▸ Activity: Each record below must be written out again in exactly the same form.

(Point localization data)
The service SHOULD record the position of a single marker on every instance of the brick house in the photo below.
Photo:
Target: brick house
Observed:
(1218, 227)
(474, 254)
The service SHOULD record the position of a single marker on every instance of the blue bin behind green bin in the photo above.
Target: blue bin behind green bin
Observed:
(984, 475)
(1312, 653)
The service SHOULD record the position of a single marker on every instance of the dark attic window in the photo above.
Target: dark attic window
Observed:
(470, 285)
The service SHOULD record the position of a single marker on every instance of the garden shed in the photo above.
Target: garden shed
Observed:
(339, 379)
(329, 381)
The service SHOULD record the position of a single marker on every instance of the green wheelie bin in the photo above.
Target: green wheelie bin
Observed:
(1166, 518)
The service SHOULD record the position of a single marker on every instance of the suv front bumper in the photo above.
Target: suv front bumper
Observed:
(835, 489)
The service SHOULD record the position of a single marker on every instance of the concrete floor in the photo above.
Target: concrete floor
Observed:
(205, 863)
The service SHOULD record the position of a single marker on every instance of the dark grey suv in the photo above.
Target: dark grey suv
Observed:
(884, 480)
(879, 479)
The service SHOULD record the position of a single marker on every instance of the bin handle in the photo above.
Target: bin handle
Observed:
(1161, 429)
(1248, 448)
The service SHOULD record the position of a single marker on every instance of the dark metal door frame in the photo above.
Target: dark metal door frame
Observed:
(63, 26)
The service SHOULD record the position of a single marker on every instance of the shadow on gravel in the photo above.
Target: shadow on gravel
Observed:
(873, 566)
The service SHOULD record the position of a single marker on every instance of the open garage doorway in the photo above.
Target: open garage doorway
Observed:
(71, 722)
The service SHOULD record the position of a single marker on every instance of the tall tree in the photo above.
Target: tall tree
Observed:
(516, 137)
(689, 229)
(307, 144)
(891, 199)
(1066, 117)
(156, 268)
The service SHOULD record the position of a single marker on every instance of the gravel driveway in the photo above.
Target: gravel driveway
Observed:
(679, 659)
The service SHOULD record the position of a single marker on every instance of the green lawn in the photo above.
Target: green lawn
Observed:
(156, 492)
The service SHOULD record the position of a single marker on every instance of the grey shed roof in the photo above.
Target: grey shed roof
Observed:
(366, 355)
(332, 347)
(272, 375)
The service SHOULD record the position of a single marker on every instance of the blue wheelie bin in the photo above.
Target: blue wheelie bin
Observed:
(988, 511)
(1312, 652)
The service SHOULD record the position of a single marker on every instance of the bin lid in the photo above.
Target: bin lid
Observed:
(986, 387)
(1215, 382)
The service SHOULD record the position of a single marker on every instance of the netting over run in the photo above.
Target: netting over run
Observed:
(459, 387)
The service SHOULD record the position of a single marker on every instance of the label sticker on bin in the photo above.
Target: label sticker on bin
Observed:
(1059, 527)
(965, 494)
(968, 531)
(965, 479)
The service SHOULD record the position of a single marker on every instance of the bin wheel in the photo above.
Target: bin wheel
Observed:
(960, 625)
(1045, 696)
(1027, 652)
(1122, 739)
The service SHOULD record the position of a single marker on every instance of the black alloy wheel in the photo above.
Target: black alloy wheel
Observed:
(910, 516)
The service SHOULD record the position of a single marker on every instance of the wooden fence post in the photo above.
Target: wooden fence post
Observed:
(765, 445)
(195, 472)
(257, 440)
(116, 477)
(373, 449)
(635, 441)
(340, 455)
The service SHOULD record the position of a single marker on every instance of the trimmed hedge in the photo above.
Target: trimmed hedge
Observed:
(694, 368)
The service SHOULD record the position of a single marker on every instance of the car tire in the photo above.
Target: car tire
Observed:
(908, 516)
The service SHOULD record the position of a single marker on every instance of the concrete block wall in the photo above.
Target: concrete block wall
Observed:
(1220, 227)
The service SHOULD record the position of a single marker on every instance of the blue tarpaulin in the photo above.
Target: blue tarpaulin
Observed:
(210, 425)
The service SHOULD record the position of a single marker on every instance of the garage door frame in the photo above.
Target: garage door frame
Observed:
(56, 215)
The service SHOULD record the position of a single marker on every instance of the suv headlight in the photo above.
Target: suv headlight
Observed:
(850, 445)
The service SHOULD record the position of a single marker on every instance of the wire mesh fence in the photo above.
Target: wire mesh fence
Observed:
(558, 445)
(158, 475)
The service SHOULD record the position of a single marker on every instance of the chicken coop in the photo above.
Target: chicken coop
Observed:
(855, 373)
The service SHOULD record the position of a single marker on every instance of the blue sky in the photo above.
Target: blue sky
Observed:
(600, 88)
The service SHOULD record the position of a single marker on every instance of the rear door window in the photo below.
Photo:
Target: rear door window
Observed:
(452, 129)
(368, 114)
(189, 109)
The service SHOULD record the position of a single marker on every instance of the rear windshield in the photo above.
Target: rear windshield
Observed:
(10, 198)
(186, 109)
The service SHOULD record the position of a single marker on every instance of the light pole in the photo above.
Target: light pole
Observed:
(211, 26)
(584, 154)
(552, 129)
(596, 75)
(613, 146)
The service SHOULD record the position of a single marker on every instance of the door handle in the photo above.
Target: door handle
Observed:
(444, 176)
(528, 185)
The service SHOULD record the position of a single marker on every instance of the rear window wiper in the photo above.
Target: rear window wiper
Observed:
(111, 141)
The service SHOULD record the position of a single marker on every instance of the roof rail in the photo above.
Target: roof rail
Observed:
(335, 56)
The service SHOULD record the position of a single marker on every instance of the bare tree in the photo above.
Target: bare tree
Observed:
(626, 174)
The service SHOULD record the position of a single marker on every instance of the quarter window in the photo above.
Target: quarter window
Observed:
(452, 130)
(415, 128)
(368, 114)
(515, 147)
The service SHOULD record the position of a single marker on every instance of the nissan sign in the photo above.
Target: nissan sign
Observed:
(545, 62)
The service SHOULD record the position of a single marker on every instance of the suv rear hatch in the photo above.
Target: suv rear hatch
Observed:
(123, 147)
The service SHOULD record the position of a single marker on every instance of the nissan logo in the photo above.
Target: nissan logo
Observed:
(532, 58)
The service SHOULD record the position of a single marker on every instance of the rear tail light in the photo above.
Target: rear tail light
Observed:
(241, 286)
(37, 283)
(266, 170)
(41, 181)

▸ Your response:
The service SHOULD record the position of a single marker on every instance of the brick house in the photo below.
Photo:
Target: brick house
Observed:
(1218, 227)
(474, 254)
The service SHOULD record the position of a single marker on every instance of the blue bin behind green bin in the photo above.
Target: blue bin behind green bin
Observed:
(984, 475)
(1312, 653)
The service SHOULD record the position of a single marker on every instance of the dark attic window in the photo above.
Target: dark attic window
Observed:
(470, 285)
The service SHOULD record the position of a single marker on every instance of the garden shed in the photo above.
Target: garden shed
Observed:
(339, 379)
(329, 381)
The service SHOULD record the position of a single marker on every instance of the green wheelie bin in the photo above.
Target: green wheelie bin
Observed:
(1166, 518)
The service SHOULD record the position of a single marker on every instance of the suv front bumper in the photo above.
Target: suv front bumper
Observed:
(835, 489)
The service SHOULD record the position of a single marker on every instance of the concrete floor in the photo above.
Target: concrete floor
Observed:
(205, 863)
The service SHOULD record the position of a single marker on every instance of the dark grey suv in the photo above.
Target: dark grey suv
Observed:
(884, 480)
(879, 479)
The service SHOULD record the position of a single marker on every instance of the bin handle in the photo above.
Target: bin handle
Observed:
(1161, 429)
(1248, 448)
The service SHOULD record the position of a single marker on every instance of the dark metal door frame in the photo above.
Target: dark metal door frame
Observed:
(63, 26)
The service SHOULD record the position of a single marker on every instance of the shadow on gravel in the photo above.
Target: shadow on gravel
Observed:
(873, 566)
The service SHOULD record the position of a single marker on every instance of the open garage doorway in the photo above.
Target: open garage doorway
Observed:
(71, 722)
The service SHOULD record the position of a single marker on every instance of the tall tree in the photo above.
Target: tall tree
Observed:
(516, 137)
(689, 229)
(307, 144)
(891, 199)
(1066, 117)
(156, 268)
The service SHOULD record the position of a single marker on every instance of the gravel driveway in the photo above.
Target: gravel driveway
Observed:
(679, 659)
The service SHOULD record the position of a single marker on every instance of the green lawn in the photo above.
Target: green lawn
Observed:
(156, 492)
The service SHOULD record the position of a single marker on every instance of the grey shed roof in the photo above.
Target: grey shed roof
Observed:
(366, 355)
(332, 347)
(272, 375)
The service SHOULD record the position of a single marker on every instance of the blue wheelie bin in the photo above.
Target: blue wheelie bin
Observed:
(988, 511)
(1312, 652)
The service SHOULD record the position of a single marker on every instance of the bin lid in the photo above.
Target: bin lid
Observed:
(986, 387)
(1215, 382)
The service SHOULD record the position of a single marker on every instance of the netting over run in the photo above.
Target: netting over run
Observed:
(459, 387)
The service SHOULD record the position of a single marker on every instance of the label sticker on bin in the photo above.
Target: label sticker on bin
Observed:
(1059, 527)
(965, 494)
(968, 531)
(965, 479)
The service SHOULD record the position of a single marker on every instance of the bin wheel in the photo above.
Target: bin wheel
Observed:
(960, 625)
(1045, 696)
(1027, 652)
(1122, 739)
The service SHOULD record the position of a single marker on every instance of the black alloy wheel in the photo above.
Target: black alloy wheel
Observed:
(910, 516)
The service SHOULD record the position of a single marker on every instance of the wooden fence post in the photo above.
Target: wooden fence post
Observed:
(765, 445)
(195, 472)
(257, 440)
(116, 477)
(373, 449)
(635, 441)
(340, 455)
The service SHOULD record the position of a single marker on every instance of the trimmed hedge in the photo above.
Target: trimmed hedge
Observed:
(694, 368)
The service SHOULD record the position of a single marker on every instance of the car tire in the photo above.
Target: car tire
Observed:
(908, 516)
The service SHOULD record the position of a single marker on every instance of the concrete block wall in the photo above.
Target: concrete block wall
Observed:
(1220, 227)
The service SHOULD record the position of a single marker on every instance of the blue tarpaulin in the photo above.
Target: blue tarpaulin
Observed:
(210, 425)
The service SHOULD record the position of a single marker on every instance of the garage door frame in the photo above.
Target: garage door frame
Observed:
(56, 215)
The service SHOULD record the position of a single marker on every instance of the suv headlight in the photo above.
Target: suv headlight
Observed:
(850, 445)
The service SHOULD record the position of a single marker on every instance of the wire mesh fence in the photo above.
Target: wire mesh fence
Observed:
(558, 445)
(158, 475)
The service SHOULD record the position of a single marker on every instance of the chicken coop in the photo above.
Target: chicken coop
Observed:
(855, 373)
The service SHOULD record the position of a single marker on every instance of the blue sky in the photo above.
Target: blue sky
Observed:
(600, 88)
The service SHOULD record the position of a single marker on every instance of the rear door window in the photo below.
Photo:
Target: rear door window
Observed:
(452, 129)
(368, 114)
(189, 109)
The service SHOULD record the position of a single marker on every instance of the rear windshield in the photo above.
Target: rear windshield
Observed:
(10, 198)
(186, 109)
The service SHOULD record the position of a single marker on every instance of the light pole in the photo above.
Target: light pole
Observed:
(211, 26)
(584, 154)
(552, 129)
(596, 75)
(613, 146)
The service SHOULD record the position of a single marker on every instance of the door handle in the photo above.
Target: door handle
Observed:
(444, 176)
(528, 185)
The service SHOULD record the position of a single marker on every instance of the rear window wiper in the photo above.
Target: rear window wiper
Observed:
(111, 141)
The service SHOULD record the position of a single marker on every instance of the roof rail in the photo above.
Target: roof rail
Observed:
(335, 56)
The service SHOULD record the position of a single marker on every instance of the bare tree in the photo above.
Target: bare tree
Observed:
(626, 174)
The service SHOULD record the position of a single marker on every instance of the quarter window in the photo above.
Target: quarter window
Observed:
(452, 130)
(415, 128)
(368, 114)
(515, 147)
The service SHOULD record the position of a single marker on every instance of the nissan sign in the photo above.
Target: nissan sign
Observed:
(545, 62)
The service SHOULD record the position of a single marker on every instance of the suv rear hatch in the photo above.
Target: suv rear hatch
Observed:
(123, 147)
The service SHOULD record the position of a single marker on every instance of the nissan logo in the photo above.
Target: nissan logo
Observed:
(532, 58)
The service SHOULD record the position of a single marker on every instance of the rear tail light in the photo above.
Target: rear tail light
Observed:
(241, 286)
(37, 283)
(266, 170)
(41, 181)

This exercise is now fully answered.